■ PARTS OF THE EXERCISE:
1. Which analytical techniques does the abstract name for estimating heterogeneous treatment effects?
2. Based on the abstract, tell whether each statement agrees with it: (a) the synthetic participant profiles draw on real-world distributions; (b) the methodology relies on synthetic participants alone; (c) the simulations found no subgroups beyond those visible in the original datasets.
3. Return, word for word, the part of the abstract that begins at the words "Our methodology integrates" and stops after "with increased precision.".

■ TEXT:
——

Enhancing Treatment Effect Heterogeneity in Behavioural Public Policy Interventions through Large Language Model–Generated Synthetic Data
We propose a framework that leverages LLMs to create diverse, synthetic participant profiles and trial outcomes based on real-world distributions and established behavioural theories. Using the concept of "homo silicus," our approach simulates larger and more varied study populations, potentially uncovering rare subgroups or interaction effects that conventional RCTs might miss due to sample size or homogeneity constraints. The framework ensures data realism through validation against existing datasets and adherence to behavioural plausibility.
Our methodology integrates real and synthetic participants in a multi-stage adaptive design, synthetic profiles using an LLM. We employ covariate-adjusted randomization and adaptive propensity scoring refined by LLM insights, alongside sequential randomization with synthetic validation. This integration facilitates the exploration of edge cases, covariate balancing, and enhanced adaptive design strategies tailored to behavioural interventions. Advanced analytical techniques, including causal forests, T-learners, and Treatment-Agnostic Representation Networks (TARNet), are utilized to estimate heterogeneous treatment effects with increased precision.
We present simulations that indicate that incorporating synthetic data identifies meaningful subgroups with differential treatment responses not apparent in the original datasets alone.

——

■ SUPPLIED ENTRIES:
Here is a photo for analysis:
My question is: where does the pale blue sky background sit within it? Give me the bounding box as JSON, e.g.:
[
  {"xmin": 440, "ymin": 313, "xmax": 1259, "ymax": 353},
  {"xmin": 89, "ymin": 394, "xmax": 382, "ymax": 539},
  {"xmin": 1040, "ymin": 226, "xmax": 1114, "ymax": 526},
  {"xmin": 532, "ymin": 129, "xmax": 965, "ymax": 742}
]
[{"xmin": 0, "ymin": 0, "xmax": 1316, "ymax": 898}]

——

■ EXERCISE SOLUTIONS:
1. Causal forests, T-learners, and Treatment-Agnostic Representation Networks (TARNet).

2.
(a) Yes: "create diverse, synthetic participant profiles and trial outcomes based on real-world distributions and established behavioural theories"
(b) No: "integrates real and synthetic participants in a multi-stage adaptive design"
(c) No: "identifies meaningful subgroups with differential treatment responses not apparent in the original datasets alone"

3.
Our methodology integrates real and synthetic participants in a multi-stage adaptive design, synthetic profiles using an LLM. We employ covariate-adjusted randomization and adaptive propensity scoring refined by LLM insights, alongside sequential randomization with synthetic validation. This integration facilitates the exploration of edge cases, covariate balancing, and enhanced adaptive design strategies tailored to behavioural interventions. Advanced analytical techniques, including causal forests, T-learners, and Treatment-Agnostic Representation Networks (TARNet), are utilized to estimate heterogeneous treatment effects with increased precision.